### Given problem:
Pick out and copy each line of the records below that contains the word "daylily". Case counts.

********

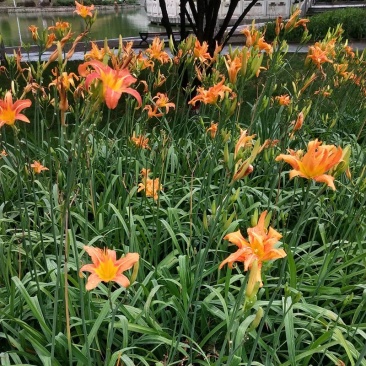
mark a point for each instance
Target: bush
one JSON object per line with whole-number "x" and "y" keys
{"x": 353, "y": 22}
{"x": 27, "y": 4}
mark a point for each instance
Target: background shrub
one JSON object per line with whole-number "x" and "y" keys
{"x": 353, "y": 20}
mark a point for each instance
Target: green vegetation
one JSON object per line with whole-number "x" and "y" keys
{"x": 353, "y": 22}
{"x": 221, "y": 138}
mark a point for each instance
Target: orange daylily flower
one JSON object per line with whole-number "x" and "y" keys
{"x": 84, "y": 11}
{"x": 259, "y": 247}
{"x": 10, "y": 112}
{"x": 212, "y": 129}
{"x": 140, "y": 141}
{"x": 38, "y": 167}
{"x": 283, "y": 99}
{"x": 155, "y": 51}
{"x": 106, "y": 267}
{"x": 314, "y": 163}
{"x": 115, "y": 82}
{"x": 150, "y": 186}
{"x": 211, "y": 95}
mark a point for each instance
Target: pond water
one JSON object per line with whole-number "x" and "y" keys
{"x": 127, "y": 22}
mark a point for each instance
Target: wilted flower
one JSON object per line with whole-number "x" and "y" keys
{"x": 155, "y": 51}
{"x": 161, "y": 101}
{"x": 38, "y": 167}
{"x": 233, "y": 67}
{"x": 264, "y": 46}
{"x": 150, "y": 186}
{"x": 283, "y": 99}
{"x": 115, "y": 82}
{"x": 34, "y": 30}
{"x": 140, "y": 141}
{"x": 60, "y": 27}
{"x": 10, "y": 112}
{"x": 211, "y": 95}
{"x": 97, "y": 54}
{"x": 84, "y": 11}
{"x": 259, "y": 247}
{"x": 107, "y": 268}
{"x": 212, "y": 129}
{"x": 200, "y": 51}
{"x": 298, "y": 123}
{"x": 314, "y": 163}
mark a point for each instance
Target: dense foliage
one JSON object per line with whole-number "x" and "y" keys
{"x": 121, "y": 197}
{"x": 353, "y": 22}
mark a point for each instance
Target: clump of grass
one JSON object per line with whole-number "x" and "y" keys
{"x": 137, "y": 160}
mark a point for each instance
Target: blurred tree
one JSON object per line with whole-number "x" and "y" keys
{"x": 203, "y": 20}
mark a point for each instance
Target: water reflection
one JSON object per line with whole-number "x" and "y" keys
{"x": 126, "y": 21}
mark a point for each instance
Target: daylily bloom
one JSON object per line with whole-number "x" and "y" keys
{"x": 38, "y": 167}
{"x": 315, "y": 163}
{"x": 259, "y": 247}
{"x": 212, "y": 129}
{"x": 211, "y": 95}
{"x": 140, "y": 141}
{"x": 115, "y": 82}
{"x": 106, "y": 267}
{"x": 10, "y": 112}
{"x": 84, "y": 11}
{"x": 283, "y": 99}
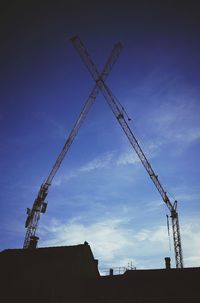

********

### Written reply:
Target: orange daylily flower
Target: daylily bloom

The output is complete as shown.